§ Compiti assegnati:
[a] Elenca tutti gli enti e le amministrazioni pubbliche nominati nel testo sul ricorso, riportandone il nome come vi compare.
[b] Secondo il testo sul ricorso, di quale colore sono le citazioni dall'atto del Comune?

Letti
i motivi aggiunti (vedi QUI) presentati dalla Amministrazione Federici nell’ambito del ricorso da essa promosso contro
gli atti della Direzione Regionale per i Beni Culturali e della Soprintendenza
per i Beni Architettonici della Liguria che di fatto costringono l’Amministrazione a
presentare un nuovo progetto profondamente modificativo di quello a suo tempo
autorizzato con atto ora annullato dalla Soprintendenza nelle sue parti
principali.
Si
tratta di un documento complesso. Sugli aspetti più strettamente legali risponderemo nelle
sedi opportune, ora mi interessa mettere in rilievo le palesi e in alcuni casi
clamorose falsità e contraddizioni di questo atto, per non parlare delle offese
gratuite al Ministro Bray per le quali credo che gli estensori dovrebbero rispondere nelle sedi penali opportune: come ad esempio per la frase vergognosa che adombra
esplicitamente una sorta di scambio di favori tra il Ministro e il noto critico
d’arte Sgarbi. Ma su questo decideranno gli interessati se presentare querela o
meno.
Di
seguito invece voglio rilevare le falsità dell’atto presentato dal Comune
mettendo prima in rosso le citazioni dall’atto del Comune e poi successivamente
in nero i documenti ufficiali che le smentiscono
clamorosamente! Buona lettura…….
Afferma l’atto
del Comune: “ Inizialmente lo spazio
della piazza fu lasciato libero, essendo stati realizzati soltanto larghi marciapiedi
laterali ed uno centrale, dotato di alti e fini lampioni”
FALSO!

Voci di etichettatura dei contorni

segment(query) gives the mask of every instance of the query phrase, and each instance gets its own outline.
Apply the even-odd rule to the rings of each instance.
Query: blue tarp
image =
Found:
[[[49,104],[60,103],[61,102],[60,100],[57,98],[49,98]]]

§ Risultati per compito:
[a] Amministrazione Federici; Direzione Regionale per i Beni Culturali; Soprintendenza per i Beni Architettonici della Liguria; Comune.

[b] Sono in rosso.